▶ _EXERCISE PASSAGE_
FREETOWN, Mass. (WBZ/CNN) - An elderly Massachusetts man is the second person in the state to die from the virus eastern equine encephalitis, also known as EEE.
He was the 10th person to be diagnosed with EEE in the state. At least four other people, three in Michigan and one in Rhode Island, also died from the virus.
"It's on our minds all the time," said Ryan Pierce, a Freetown resident.
The Pierce family isn't taking any chances exposing their two little girls to EEE.
"We're playing right here (in the park) before dinner as opposed to after dinner," Karen Pierce said.
Freetown was one of the first communities in the state to shut down its parks and public spaces from dusk until dawn, which are peak biting hours.
As the sun dropped Friday, it wasn't hard to find swarms of mosquitoes.
"We just made sure to put on the bug spray," Karen Pierce said.
The victim who died was a man in his 70s.
"At 10 human cases in a single year - that is the largest number of cases that we have had in a given year since the 1950s," said Dr. Catherine Brown, with the Department of Health.
State health officials said larger than normal mosquito populations and a change in the virus are to blame.
"When one of those new variances gets introduced into the state, that tends to trigger one of our outbreak cycles," Brown said.
The dropping temperatures are making spraying less effective, but it's still not cold enough to kill off the mosquitoes.
"I feel like waiting for that first frost so it'll kill them, so you'll have some kind of sense of security," Ryan Pierce said.

▶ _EXERCISE DIRECTIONS_
Reproduce everything in the EEE news report from "The Pierce family" down to "Department of Health.", keeping the wording and punctuation unchanged.

▶ _SUPPLIED DATA_
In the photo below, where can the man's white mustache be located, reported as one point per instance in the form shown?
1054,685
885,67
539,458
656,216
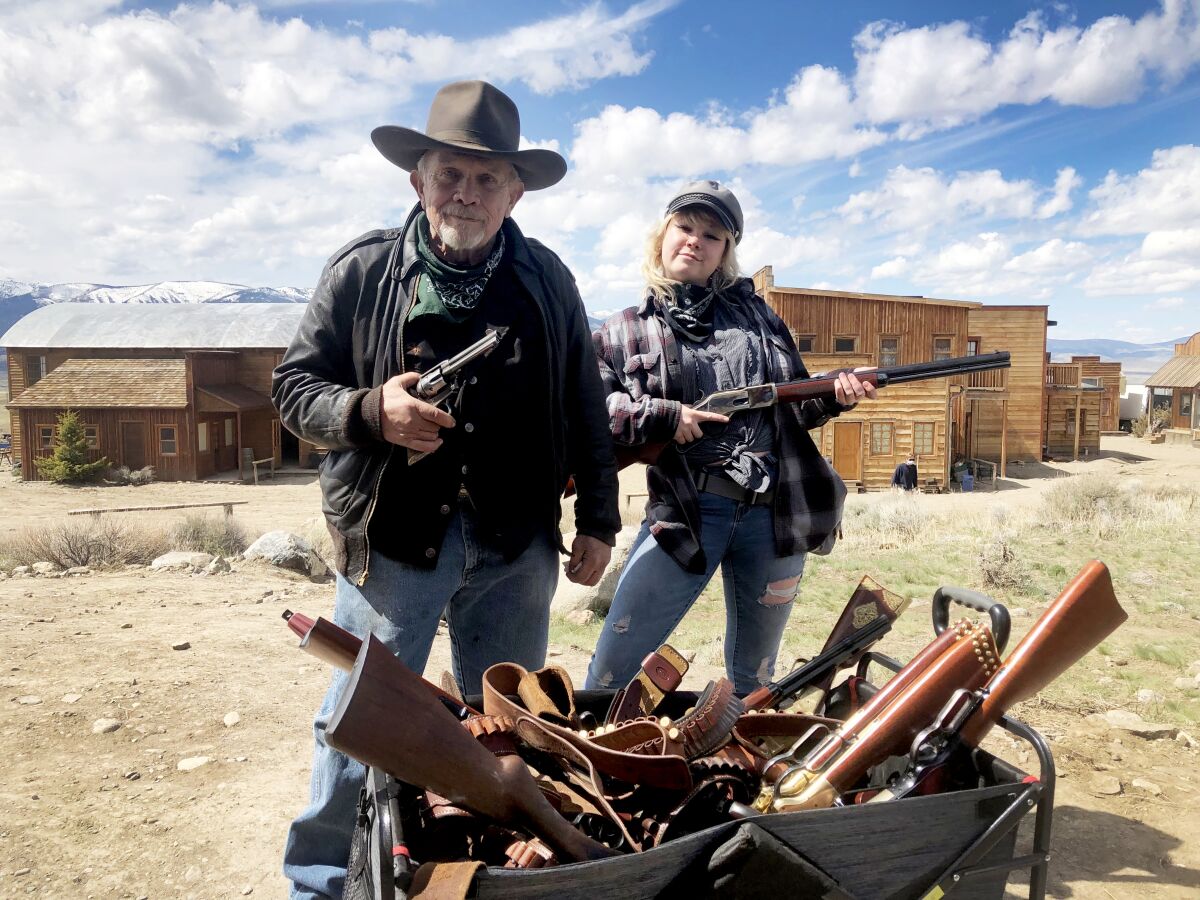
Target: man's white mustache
461,213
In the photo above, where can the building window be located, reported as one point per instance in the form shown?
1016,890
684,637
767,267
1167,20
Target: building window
167,445
923,438
889,351
881,438
35,370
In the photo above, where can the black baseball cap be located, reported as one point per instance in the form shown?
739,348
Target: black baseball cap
715,198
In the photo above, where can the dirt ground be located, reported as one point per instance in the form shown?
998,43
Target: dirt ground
112,815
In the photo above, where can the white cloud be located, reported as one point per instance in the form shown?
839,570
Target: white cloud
1167,303
1066,181
941,76
814,120
1055,257
922,198
891,269
1164,196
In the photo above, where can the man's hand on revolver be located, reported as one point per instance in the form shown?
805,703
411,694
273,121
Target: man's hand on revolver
589,558
407,420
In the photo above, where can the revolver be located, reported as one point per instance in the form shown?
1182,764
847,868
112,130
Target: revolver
442,384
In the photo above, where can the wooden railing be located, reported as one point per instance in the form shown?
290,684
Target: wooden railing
1063,375
994,379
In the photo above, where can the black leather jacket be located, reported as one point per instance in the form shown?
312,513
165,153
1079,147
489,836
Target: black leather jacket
328,387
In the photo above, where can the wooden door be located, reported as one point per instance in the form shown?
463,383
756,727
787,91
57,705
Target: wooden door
847,450
133,444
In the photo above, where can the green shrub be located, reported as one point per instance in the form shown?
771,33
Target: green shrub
100,543
219,537
69,463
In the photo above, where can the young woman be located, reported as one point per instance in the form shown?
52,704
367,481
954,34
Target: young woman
748,492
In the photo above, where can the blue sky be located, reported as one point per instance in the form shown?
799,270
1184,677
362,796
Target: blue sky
1041,153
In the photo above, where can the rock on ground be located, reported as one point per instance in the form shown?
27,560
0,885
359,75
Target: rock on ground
288,551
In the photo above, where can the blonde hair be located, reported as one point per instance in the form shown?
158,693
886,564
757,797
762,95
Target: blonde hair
659,283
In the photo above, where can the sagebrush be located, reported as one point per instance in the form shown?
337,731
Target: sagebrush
125,475
99,543
215,535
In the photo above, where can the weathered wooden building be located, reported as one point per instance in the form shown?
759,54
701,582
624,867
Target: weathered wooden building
181,388
996,417
1073,412
1105,376
1176,387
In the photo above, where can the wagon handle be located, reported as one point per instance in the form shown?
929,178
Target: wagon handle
973,600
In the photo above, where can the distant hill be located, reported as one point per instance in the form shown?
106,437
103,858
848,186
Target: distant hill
18,299
1138,360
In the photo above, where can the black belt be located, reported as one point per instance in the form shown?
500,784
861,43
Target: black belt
717,481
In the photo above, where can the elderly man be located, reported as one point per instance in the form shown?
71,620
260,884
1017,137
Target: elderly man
471,531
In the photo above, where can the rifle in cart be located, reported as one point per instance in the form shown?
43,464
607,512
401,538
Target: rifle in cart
1083,615
820,388
869,615
337,647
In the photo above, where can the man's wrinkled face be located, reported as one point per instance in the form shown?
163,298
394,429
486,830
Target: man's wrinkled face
466,198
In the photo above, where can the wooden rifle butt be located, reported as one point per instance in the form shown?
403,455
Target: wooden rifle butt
385,718
1079,618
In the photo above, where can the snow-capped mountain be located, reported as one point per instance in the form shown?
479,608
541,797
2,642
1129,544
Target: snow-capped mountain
18,298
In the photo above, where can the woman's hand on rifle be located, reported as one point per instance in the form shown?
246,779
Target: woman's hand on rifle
690,420
847,390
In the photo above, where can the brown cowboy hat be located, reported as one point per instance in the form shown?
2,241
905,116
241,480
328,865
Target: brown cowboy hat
474,118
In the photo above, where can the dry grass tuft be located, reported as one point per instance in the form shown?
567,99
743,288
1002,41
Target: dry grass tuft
215,535
1000,568
100,543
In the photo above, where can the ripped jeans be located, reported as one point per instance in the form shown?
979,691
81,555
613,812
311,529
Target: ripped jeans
654,593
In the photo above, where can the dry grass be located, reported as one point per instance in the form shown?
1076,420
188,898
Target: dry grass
215,535
100,543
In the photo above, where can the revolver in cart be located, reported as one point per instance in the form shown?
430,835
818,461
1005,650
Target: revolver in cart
442,384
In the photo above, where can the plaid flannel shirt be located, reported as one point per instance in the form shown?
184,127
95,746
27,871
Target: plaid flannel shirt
646,385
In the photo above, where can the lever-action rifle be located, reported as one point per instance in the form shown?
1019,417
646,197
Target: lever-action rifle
961,655
868,616
821,388
1083,615
337,647
385,718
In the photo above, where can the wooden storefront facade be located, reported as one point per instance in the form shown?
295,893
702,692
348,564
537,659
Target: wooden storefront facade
191,413
934,420
1176,388
999,417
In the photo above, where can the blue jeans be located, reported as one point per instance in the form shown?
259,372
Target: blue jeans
497,612
654,593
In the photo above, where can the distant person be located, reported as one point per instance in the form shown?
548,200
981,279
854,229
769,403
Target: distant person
471,531
749,493
905,477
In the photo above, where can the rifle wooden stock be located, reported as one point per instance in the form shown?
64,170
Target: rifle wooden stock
1080,617
337,647
961,657
385,718
868,616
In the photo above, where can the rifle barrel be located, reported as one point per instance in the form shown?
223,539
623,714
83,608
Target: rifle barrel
946,367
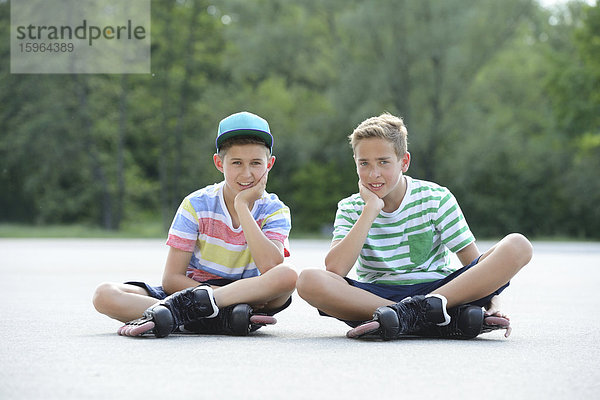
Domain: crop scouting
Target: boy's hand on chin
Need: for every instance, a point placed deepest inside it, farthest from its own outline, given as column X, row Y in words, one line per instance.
column 371, row 199
column 248, row 196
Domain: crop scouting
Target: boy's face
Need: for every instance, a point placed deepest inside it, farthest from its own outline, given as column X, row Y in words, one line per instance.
column 243, row 165
column 378, row 166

▶ _RESULT FOR THIS EXERCISE_
The Pierce family isn't taking any chances exposing their two little girls to EEE.
"We're playing right here (in the park) before dinner as opposed to after dinner," Karen Pierce said.
Freetown was one of the first communities in the state to shut down its parks and public spaces from dusk until dawn, which are peak biting hours.
As the sun dropped Friday, it wasn't hard to find swarms of mosquitoes.
"We just made sure to put on the bug spray," Karen Pierce said.
The victim who died was a man in his 70s.
"At 10 human cases in a single year - that is the largest number of cases that we have had in a given year since the 1950s," said Dr. Catherine Brown, with the Department of Health.